Begin Provided entries

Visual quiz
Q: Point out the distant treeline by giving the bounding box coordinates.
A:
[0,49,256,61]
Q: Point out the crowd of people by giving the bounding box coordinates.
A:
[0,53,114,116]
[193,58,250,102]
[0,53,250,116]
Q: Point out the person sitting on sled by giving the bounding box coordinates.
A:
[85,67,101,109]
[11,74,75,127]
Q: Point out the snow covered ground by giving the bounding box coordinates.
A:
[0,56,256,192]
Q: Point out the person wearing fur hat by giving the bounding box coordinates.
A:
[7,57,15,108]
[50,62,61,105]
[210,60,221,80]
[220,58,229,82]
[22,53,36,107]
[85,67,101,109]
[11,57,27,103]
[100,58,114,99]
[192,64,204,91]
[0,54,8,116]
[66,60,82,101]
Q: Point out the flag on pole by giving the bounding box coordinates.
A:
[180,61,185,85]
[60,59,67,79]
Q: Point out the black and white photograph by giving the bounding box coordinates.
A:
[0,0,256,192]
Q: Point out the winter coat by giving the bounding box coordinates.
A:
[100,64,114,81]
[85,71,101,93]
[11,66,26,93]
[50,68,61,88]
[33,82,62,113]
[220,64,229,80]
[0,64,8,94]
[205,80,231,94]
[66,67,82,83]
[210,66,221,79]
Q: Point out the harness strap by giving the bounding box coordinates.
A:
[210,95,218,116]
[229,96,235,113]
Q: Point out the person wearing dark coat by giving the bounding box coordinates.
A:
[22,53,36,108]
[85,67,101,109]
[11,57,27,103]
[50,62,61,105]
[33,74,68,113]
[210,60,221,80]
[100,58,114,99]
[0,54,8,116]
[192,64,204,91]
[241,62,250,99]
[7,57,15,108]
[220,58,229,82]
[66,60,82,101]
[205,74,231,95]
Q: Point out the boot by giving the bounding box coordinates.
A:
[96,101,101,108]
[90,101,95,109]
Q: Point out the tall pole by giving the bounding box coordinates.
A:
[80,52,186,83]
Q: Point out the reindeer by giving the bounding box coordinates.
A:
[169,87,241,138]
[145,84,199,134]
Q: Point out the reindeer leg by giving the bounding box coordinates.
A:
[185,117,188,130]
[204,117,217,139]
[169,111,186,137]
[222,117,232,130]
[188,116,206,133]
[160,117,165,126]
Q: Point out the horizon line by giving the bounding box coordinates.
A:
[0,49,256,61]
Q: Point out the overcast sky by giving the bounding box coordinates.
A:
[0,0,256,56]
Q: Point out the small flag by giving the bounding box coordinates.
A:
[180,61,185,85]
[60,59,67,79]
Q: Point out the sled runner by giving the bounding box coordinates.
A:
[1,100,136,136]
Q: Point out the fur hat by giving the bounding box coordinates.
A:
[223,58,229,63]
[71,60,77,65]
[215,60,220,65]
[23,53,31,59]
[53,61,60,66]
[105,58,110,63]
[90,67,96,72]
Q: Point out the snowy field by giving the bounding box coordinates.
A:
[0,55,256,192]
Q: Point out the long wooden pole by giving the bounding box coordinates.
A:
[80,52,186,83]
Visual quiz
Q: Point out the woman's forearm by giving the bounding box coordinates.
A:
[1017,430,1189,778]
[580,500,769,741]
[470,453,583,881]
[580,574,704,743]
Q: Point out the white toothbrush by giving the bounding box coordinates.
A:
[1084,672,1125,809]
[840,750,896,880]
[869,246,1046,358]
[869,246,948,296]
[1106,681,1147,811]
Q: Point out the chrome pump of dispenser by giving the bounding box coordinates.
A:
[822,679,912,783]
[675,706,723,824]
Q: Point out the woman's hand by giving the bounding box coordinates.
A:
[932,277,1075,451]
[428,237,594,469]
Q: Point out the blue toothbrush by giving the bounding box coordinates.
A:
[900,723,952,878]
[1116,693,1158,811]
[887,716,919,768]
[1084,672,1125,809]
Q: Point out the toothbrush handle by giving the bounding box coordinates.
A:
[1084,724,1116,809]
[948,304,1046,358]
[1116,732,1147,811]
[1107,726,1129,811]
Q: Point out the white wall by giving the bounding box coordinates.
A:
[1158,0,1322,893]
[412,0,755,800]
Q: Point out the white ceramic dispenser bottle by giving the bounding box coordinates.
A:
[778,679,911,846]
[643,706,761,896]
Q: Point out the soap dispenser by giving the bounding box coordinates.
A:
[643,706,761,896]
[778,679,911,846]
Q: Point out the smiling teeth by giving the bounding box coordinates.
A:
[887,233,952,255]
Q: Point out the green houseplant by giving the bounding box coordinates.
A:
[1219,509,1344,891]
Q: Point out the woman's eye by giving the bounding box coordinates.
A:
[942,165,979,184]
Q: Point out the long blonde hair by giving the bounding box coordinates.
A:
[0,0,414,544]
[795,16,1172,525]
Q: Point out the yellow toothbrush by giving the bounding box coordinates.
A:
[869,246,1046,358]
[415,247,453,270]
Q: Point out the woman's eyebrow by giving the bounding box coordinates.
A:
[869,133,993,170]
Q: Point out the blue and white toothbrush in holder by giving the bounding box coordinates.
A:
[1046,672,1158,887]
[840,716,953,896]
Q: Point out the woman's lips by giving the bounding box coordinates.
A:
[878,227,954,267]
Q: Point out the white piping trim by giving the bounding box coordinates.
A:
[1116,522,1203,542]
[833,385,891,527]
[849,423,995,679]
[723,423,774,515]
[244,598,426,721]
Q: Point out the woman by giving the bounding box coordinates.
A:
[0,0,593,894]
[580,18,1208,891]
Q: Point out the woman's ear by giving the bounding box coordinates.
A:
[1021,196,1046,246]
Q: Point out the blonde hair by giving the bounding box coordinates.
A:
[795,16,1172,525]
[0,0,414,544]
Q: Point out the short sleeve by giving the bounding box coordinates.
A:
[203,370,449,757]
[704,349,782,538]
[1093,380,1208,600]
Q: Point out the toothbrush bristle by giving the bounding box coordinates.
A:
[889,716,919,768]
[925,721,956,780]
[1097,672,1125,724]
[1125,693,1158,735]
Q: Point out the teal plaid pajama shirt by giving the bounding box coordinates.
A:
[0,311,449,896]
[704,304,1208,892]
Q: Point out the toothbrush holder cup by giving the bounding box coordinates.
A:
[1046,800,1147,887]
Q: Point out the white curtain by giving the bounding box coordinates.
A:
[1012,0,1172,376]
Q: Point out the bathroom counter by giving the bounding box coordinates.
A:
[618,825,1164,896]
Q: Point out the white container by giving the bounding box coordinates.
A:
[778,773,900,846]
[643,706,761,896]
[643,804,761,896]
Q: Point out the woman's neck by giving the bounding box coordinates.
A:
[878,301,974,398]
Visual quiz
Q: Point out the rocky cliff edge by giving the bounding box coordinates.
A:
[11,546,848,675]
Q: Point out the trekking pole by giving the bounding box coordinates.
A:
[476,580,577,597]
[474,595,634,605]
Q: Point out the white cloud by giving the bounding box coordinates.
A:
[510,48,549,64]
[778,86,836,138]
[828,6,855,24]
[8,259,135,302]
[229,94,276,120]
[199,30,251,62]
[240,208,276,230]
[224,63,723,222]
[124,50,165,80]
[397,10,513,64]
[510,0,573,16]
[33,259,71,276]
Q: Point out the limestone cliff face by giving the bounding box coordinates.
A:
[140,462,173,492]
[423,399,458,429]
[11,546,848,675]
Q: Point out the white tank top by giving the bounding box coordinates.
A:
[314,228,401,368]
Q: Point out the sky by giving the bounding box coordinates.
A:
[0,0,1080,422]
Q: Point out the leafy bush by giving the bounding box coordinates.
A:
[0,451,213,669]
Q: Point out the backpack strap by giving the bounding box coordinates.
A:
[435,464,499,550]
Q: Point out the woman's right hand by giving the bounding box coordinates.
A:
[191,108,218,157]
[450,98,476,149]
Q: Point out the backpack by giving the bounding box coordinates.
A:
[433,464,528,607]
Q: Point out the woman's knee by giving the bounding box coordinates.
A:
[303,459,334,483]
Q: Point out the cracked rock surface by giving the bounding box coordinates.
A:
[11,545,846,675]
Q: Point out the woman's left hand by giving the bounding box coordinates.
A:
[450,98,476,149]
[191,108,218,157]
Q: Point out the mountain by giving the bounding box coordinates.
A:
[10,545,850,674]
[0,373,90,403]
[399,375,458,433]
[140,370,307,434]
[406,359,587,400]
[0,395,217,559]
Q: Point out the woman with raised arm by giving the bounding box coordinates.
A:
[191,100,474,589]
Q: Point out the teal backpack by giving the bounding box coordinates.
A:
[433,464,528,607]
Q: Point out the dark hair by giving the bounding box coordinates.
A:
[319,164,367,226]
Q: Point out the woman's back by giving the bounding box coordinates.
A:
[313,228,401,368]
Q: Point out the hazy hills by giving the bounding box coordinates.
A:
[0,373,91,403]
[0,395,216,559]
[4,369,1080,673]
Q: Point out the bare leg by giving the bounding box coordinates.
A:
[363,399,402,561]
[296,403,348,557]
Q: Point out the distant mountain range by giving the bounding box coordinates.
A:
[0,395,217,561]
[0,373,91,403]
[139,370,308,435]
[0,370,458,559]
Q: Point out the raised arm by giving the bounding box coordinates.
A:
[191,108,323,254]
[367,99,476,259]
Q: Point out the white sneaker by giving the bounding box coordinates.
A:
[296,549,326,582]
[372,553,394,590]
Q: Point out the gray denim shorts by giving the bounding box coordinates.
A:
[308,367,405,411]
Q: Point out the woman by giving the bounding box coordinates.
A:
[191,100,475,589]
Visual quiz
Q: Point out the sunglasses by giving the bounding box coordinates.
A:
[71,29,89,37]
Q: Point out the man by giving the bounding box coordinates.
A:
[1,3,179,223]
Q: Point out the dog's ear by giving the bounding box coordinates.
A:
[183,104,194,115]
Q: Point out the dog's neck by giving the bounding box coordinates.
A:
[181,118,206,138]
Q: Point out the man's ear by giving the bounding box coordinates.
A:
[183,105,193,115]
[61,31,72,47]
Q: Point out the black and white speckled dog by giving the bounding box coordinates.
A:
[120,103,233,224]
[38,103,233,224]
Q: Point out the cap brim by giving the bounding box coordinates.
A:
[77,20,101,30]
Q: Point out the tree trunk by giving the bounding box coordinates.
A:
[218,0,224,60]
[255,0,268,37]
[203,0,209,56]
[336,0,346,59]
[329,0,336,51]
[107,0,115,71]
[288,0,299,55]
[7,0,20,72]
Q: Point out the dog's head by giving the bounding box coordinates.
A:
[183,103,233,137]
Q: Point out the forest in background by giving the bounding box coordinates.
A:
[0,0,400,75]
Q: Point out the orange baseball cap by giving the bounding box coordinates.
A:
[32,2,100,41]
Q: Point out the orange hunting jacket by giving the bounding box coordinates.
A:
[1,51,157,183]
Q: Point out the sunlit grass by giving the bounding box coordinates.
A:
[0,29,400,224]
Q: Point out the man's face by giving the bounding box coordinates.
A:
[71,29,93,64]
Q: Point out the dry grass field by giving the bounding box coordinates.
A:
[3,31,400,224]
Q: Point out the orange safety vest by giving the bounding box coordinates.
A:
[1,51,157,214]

End Provided entries

Your goal –
Copy out the lines of the records verbatim, from the line containing "Q: Point out the white sneaker" through the line containing "[181,118,206,138]", both included.

Correct output –
Q: Point out the white sneaker by giving the bounding box coordinates.
A:
[296,549,326,582]
[372,553,394,590]
Q: Point out the gray denim shorts by giving the bounding box coordinates.
A:
[308,367,405,411]
Q: Point out the woman by giving the bounding box coordinates.
A:
[191,100,475,589]
Visual quiz
Q: Point out the sunglasses by giving the bounding box coordinates.
A:
[71,29,89,37]
Q: Point out the man by giving the bounding box coordinates.
A:
[1,3,179,223]
Q: Point out the dog's ear by giving the bounding box coordinates.
A:
[183,104,194,115]
Q: Point out the dog's neck by giving the bounding box coordinates.
A:
[181,118,206,138]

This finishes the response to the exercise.